About this task: Which of the lines in the data below contain the string "counter"? Copy each of them.

Records to use:
________________

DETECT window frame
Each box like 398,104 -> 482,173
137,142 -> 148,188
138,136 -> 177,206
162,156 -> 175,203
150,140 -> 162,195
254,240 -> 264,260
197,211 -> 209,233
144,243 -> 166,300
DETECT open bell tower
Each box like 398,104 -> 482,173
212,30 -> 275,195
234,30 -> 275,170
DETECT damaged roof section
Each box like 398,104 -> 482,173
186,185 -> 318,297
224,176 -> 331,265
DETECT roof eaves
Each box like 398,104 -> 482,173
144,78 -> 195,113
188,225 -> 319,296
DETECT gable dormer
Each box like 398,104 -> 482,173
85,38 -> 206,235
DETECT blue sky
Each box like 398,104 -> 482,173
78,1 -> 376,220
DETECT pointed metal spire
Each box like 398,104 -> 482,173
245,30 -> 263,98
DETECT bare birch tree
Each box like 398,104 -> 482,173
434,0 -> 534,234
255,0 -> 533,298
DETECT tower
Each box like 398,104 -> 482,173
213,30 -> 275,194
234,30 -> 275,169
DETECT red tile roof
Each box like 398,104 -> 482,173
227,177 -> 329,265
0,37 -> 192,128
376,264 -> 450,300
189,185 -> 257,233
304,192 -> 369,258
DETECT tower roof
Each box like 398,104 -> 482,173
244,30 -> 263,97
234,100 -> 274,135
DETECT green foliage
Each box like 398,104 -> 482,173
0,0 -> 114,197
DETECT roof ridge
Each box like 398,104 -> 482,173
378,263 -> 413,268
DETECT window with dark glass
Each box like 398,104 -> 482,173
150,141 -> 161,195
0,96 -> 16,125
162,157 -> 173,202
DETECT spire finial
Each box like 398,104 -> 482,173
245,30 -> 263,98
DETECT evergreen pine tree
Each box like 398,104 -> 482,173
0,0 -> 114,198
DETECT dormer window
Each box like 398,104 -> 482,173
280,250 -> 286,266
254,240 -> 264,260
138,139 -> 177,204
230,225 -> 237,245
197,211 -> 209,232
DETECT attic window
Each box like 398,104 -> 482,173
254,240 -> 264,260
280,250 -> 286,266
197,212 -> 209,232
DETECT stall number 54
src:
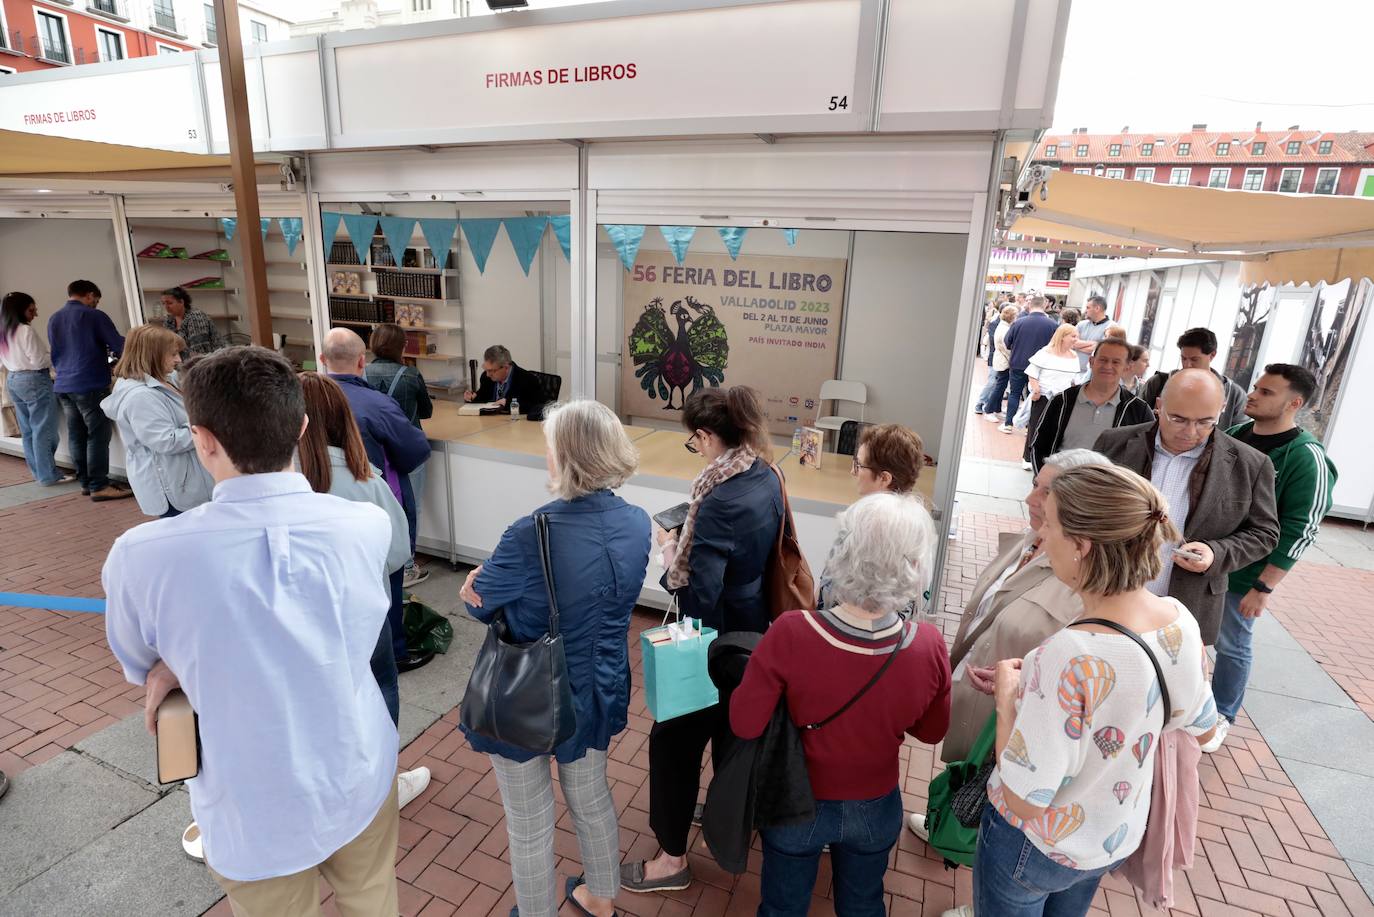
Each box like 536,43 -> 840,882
828,95 -> 849,111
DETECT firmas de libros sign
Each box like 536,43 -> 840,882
484,63 -> 638,88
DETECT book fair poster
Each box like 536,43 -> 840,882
622,252 -> 848,436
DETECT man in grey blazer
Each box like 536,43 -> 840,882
1093,370 -> 1279,645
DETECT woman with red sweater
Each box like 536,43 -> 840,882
731,492 -> 952,917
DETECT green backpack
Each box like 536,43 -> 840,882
925,713 -> 997,868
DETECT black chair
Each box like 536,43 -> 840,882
836,420 -> 873,457
529,370 -> 563,404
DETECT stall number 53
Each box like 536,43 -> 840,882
827,95 -> 849,111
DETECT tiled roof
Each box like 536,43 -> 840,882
1036,130 -> 1374,164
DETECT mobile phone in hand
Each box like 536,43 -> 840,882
1171,546 -> 1204,563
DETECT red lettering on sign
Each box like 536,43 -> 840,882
485,63 -> 638,89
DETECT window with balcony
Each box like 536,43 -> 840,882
1252,142 -> 1266,155
88,0 -> 122,17
1105,168 -> 1125,179
1217,141 -> 1230,155
1177,142 -> 1191,156
251,20 -> 268,42
36,11 -> 70,63
1169,168 -> 1191,185
0,7 -> 9,50
1319,140 -> 1333,155
1134,167 -> 1155,182
204,5 -> 216,44
1242,168 -> 1265,191
96,27 -> 124,61
1075,144 -> 1088,157
1208,168 -> 1230,188
1278,168 -> 1302,192
153,0 -> 178,33
1286,141 -> 1302,155
1141,142 -> 1154,156
1044,144 -> 1058,157
1314,168 -> 1339,194
1108,143 -> 1121,157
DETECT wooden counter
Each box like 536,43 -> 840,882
777,450 -> 937,506
421,402 -> 513,441
457,418 -> 654,457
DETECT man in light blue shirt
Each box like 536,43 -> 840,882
103,346 -> 400,913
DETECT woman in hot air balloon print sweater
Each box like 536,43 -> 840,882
978,464 -> 1219,917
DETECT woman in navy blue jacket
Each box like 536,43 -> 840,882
459,399 -> 650,917
621,386 -> 783,895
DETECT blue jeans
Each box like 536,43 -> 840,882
758,787 -> 902,917
1212,590 -> 1254,722
56,389 -> 112,491
389,568 -> 409,662
974,805 -> 1114,917
6,370 -> 61,484
980,369 -> 1010,415
369,617 -> 401,728
1005,368 -> 1030,426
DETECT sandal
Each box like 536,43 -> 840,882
618,860 -> 692,894
565,875 -> 619,917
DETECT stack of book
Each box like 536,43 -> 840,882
329,241 -> 362,265
376,270 -> 441,300
328,296 -> 395,324
404,331 -> 437,355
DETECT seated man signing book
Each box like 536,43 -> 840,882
102,346 -> 401,916
463,343 -> 547,418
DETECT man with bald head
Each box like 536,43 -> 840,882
1093,369 -> 1279,645
321,328 -> 434,671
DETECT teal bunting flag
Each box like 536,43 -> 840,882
659,226 -> 697,264
461,218 -> 503,274
503,216 -> 550,276
321,211 -> 343,247
717,226 -> 748,260
783,228 -> 799,247
278,218 -> 303,256
378,216 -> 416,267
604,224 -> 646,272
260,218 -> 272,241
418,217 -> 458,270
548,215 -> 572,260
341,213 -> 379,263
220,217 -> 237,241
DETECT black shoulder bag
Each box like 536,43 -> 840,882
459,514 -> 578,754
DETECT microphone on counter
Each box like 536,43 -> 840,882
468,358 -> 479,394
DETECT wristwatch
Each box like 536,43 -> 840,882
1252,580 -> 1274,594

________________

Response to the task:
DETECT wooden counter
DETECT microphone on counter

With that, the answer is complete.